** What is needed **
Pictures stay out; everything else in the records below is copied exactly.

** Dataset **

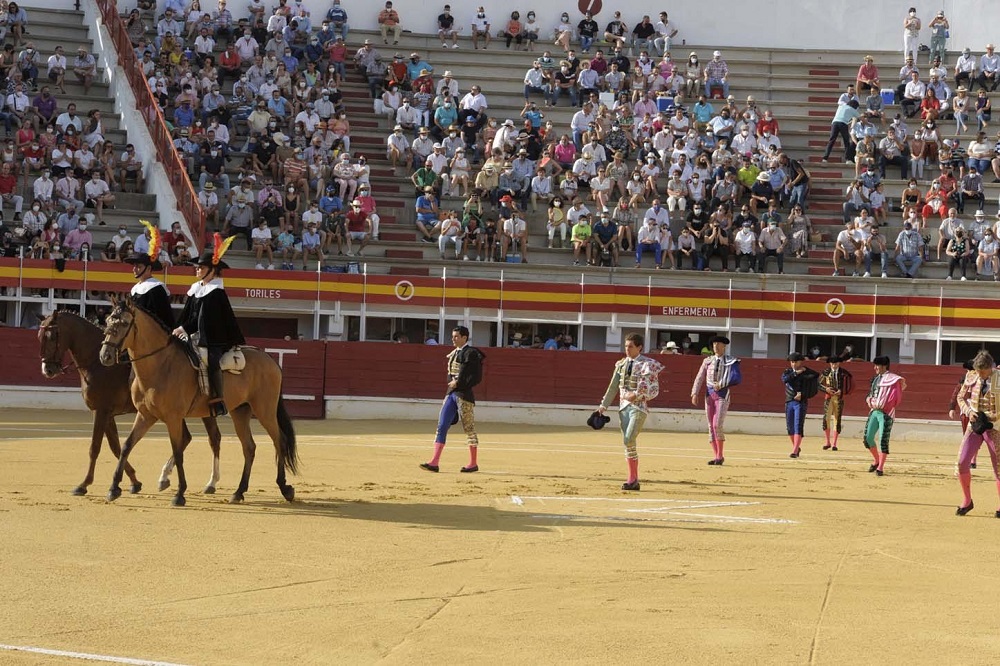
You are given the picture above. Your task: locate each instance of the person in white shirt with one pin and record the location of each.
(745, 243)
(98, 195)
(648, 240)
(965, 69)
(480, 29)
(665, 32)
(515, 229)
(57, 69)
(452, 232)
(261, 238)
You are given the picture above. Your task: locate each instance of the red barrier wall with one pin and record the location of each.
(313, 370)
(536, 376)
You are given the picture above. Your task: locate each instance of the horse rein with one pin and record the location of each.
(117, 346)
(63, 369)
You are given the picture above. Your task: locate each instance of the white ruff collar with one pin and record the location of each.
(145, 286)
(198, 289)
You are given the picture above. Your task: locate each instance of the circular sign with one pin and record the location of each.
(835, 308)
(404, 290)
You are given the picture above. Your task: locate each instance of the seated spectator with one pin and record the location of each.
(388, 20)
(909, 250)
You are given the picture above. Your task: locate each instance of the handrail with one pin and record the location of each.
(146, 105)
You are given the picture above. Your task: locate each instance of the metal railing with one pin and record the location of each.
(146, 105)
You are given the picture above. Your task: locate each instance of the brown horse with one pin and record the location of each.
(166, 389)
(105, 391)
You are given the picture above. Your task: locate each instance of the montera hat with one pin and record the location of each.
(213, 258)
(598, 420)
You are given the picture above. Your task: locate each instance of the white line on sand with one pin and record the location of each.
(85, 656)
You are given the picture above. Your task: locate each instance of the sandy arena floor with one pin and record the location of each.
(539, 558)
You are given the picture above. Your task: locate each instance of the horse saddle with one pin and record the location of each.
(232, 361)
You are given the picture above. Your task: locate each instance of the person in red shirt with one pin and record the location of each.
(868, 77)
(767, 124)
(229, 63)
(368, 207)
(358, 228)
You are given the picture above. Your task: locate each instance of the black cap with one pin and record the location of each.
(598, 420)
(143, 259)
(206, 260)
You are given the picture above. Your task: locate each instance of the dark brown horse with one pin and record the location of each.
(166, 389)
(106, 391)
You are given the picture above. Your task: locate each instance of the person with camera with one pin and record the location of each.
(977, 400)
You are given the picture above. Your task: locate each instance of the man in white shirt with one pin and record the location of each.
(989, 66)
(515, 229)
(57, 68)
(98, 195)
(648, 240)
(965, 69)
(480, 29)
(665, 32)
(473, 105)
(847, 247)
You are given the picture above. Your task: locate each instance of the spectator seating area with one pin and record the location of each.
(800, 88)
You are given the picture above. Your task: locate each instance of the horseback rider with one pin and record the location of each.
(149, 293)
(208, 314)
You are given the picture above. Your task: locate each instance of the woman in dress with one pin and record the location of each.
(800, 227)
(460, 172)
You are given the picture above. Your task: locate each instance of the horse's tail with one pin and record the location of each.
(287, 452)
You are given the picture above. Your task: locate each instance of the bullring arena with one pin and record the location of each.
(539, 556)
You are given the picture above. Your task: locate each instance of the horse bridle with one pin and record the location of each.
(117, 346)
(42, 330)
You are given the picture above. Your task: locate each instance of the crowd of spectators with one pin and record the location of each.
(943, 173)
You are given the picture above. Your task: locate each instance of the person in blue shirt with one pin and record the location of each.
(415, 65)
(338, 17)
(184, 115)
(702, 111)
(531, 113)
(330, 203)
(842, 120)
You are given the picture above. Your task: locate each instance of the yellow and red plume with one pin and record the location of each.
(155, 240)
(220, 247)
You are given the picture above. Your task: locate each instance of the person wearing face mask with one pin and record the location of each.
(988, 259)
(76, 238)
(909, 250)
(911, 35)
(481, 29)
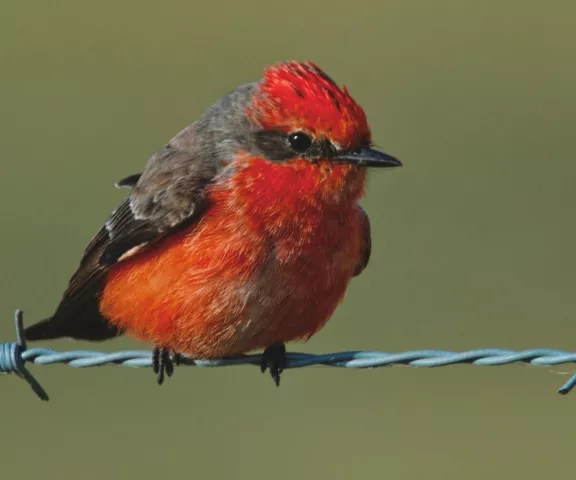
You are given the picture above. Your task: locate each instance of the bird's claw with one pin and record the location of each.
(163, 362)
(274, 360)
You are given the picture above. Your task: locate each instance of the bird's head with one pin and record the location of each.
(298, 112)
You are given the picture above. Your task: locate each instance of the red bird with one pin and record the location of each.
(242, 233)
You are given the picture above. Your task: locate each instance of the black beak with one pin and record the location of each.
(367, 157)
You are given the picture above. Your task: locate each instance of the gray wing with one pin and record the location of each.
(168, 195)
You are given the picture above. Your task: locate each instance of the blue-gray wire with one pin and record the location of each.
(14, 355)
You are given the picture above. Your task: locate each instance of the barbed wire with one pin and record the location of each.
(14, 355)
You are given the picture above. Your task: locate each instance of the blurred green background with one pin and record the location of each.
(473, 238)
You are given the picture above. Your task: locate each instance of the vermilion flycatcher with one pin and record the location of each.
(241, 233)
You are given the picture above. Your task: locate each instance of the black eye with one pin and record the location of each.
(299, 141)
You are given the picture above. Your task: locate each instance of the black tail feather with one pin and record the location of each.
(89, 326)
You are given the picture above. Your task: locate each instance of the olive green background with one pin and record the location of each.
(473, 240)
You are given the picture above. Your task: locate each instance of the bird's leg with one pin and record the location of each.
(274, 359)
(163, 361)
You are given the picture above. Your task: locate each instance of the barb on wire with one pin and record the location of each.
(14, 355)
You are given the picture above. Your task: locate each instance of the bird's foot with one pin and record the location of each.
(274, 360)
(163, 362)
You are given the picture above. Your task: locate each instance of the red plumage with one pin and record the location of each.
(242, 233)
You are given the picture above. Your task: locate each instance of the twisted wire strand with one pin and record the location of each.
(14, 355)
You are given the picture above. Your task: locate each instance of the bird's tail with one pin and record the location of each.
(87, 326)
(43, 330)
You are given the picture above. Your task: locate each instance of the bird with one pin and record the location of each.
(241, 234)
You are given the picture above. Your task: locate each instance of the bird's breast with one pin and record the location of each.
(255, 270)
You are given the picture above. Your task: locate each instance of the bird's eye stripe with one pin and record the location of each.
(299, 141)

** Output for this task **
You are given the picture above. Your task: locate each instance of the person in white shirt with one pin and record the location of each.
(745, 243)
(98, 195)
(648, 240)
(965, 69)
(480, 29)
(665, 32)
(515, 229)
(57, 69)
(452, 232)
(261, 238)
You are given the picture above. Your task: locate each instance of the red barrier wall with one pin and record the location of each.
(313, 370)
(536, 376)
You are given the picture above. Your task: locate each instance of the horse rein with one pin and record the location of each.
(117, 346)
(63, 369)
You are given the picture above. Your task: locate each instance of the white ruff collar with one pin and record the location of each.
(145, 286)
(198, 289)
You are given the picture above. Your task: locate each instance of the circular sign with one pin and record the location of each.
(835, 308)
(404, 290)
You are given the picture above. Your task: locate each instance of the seated spectator with one pin and record the location of each.
(388, 20)
(909, 250)
You are given the picture above. Your task: locate each instance of the handrail with one pin and record the location of each.
(146, 105)
You are given the picture above. Your task: locate each instance of the metal railing with one pin and record the location of each.
(146, 105)
You are given the picture above. Your task: locate each instance of the brown horse with one pin and record the location of each.
(166, 389)
(105, 391)
You are given the picture above. Your task: locate each instance of the montera hat with one pin and record the location of each.
(213, 258)
(598, 420)
You are given the picture above. Your task: locate each instance of the white line on sand with one pin and record the location of each.
(85, 656)
You are given the picture above. Your task: locate each instance of the sandy arena floor with one pin and record the location of each.
(539, 558)
You are given the picture above. Your task: locate each instance of the horse saddle with one pin and record the location of each.
(232, 361)
You are given the picture above. Your task: locate each instance of the person in red shirt with one pin and record the location of each.
(868, 77)
(767, 124)
(229, 63)
(368, 207)
(358, 228)
You are given the picture above. Your task: locate each instance of the black cap with one pin and record the location of each.
(598, 420)
(143, 259)
(206, 260)
You are given the picture above. Your task: locate each instance of the dark brown horse with one pin and record the location of each.
(166, 389)
(106, 391)
You are given the picture above. Your task: locate each instance of the person with camera with one pin and record the location of each.
(977, 400)
You are given the picture above. Your task: locate each instance of the man in white shirt with one pin and record the location of each.
(989, 66)
(515, 229)
(57, 68)
(98, 195)
(648, 240)
(965, 69)
(480, 29)
(665, 32)
(473, 105)
(847, 247)
You are given the picture above. Your task: locate each instance of the spectator seating area with one pin and record the location of each.
(800, 88)
You are given the picture above. Your task: locate each instance of the horseback rider with one pin and record the location of each.
(149, 293)
(208, 314)
You are given the picture above. Your task: locate each instance of the woman in dress with one pin and record the location of each.
(800, 227)
(460, 172)
You are given the picture above. Your task: locate each instance of the horse's tail with one pin and record the location of each.
(287, 452)
You are given the picture above. Your task: locate each instance of the bullring arena with one pin and record the location of each.
(539, 556)
You are given the picture above. Your task: locate each instance of the horse bridle with one pin and record the location of each.
(117, 346)
(42, 330)
You are given the picture above. Your task: locate each instance of the crowd of spectators with one pin and record the location of each.
(943, 173)
You are given the picture above. Your task: locate each instance of the person in blue shirt with one pin and record the location of each.
(415, 65)
(338, 17)
(184, 115)
(702, 111)
(531, 113)
(330, 203)
(842, 120)
You are given the picture above. Your task: locate each instance of the yellow and red plume with one pin and record the location of each.
(155, 240)
(220, 247)
You are given the picture above. Your task: locate each instance of the person wearing face mask with one pin and record the location of each.
(988, 259)
(76, 238)
(909, 250)
(911, 35)
(481, 29)
You are given the picture above. Your task: locate each instance of the bird's claw with one pin and record the location of each.
(163, 362)
(274, 360)
You are given the picture above. Your task: locate each instance of the bird's head with one pin and record the location of each.
(298, 112)
You are given the picture above. Your task: locate each instance of the red bird with one pin and record the location of each.
(242, 233)
You are given the picture above. Your task: locate each instance of the black beak with one pin and record the location of each.
(367, 157)
You are given the picture above. Your task: locate each instance of the gray wing with one pin and record the location of each.
(168, 195)
You are given the picture above. Your task: locate each instance of the blue-gray wire with one pin and record the location of each.
(14, 355)
You are given the picture above. Your task: locate each instance of the barbed wire with one pin and record the location of each.
(14, 355)
You are given the picture above. Your task: locate each instance of the blurred green background with one pin and record the location of each.
(473, 238)
You are given the picture above. Your task: locate each instance of the vermilion flycatcher with one pin and record the location of each.
(241, 233)
You are given the picture above. Your task: locate each instance of the black eye with one pin and record the location of each.
(299, 141)
You are given the picture above. Your task: locate each instance of the black tail feather with one pin and record the location of each.
(89, 326)
You are given the picture above. Your task: locate each instance of the olive green background with one pin and record the location of each.
(473, 240)
You are given the picture above. Your task: locate each instance of the bird's leg with one pin and record the location of each.
(274, 359)
(163, 361)
You are given the picture above. Your task: locate each instance of the barb on wire with one pin and record the location of each.
(14, 355)
You are given the picture above. Your task: locate each instance of the bird's foot with one pin and record the location of each.
(274, 360)
(163, 362)
You are given the picture above. Your task: locate each instance of the red plumage with one pin and record the location of each.
(242, 233)
You are given the picture above. Your task: locate each instance of the twisted wire strand with one pin and record the location of each.
(14, 355)
You are given the picture above. Your task: locate each instance of the bird's tail with one pin and record the location of each.
(87, 326)
(43, 330)
You are given the picture above. Your task: locate each instance of the bird with one pin and record the location of each.
(241, 234)
You are given the picture above. Your task: locate each instance of the bird's breast with one pin and record the location of each.
(255, 270)
You are given the picture above. Your task: locate each instance of the bird's eye stripe with one pin and record the location of each.
(299, 141)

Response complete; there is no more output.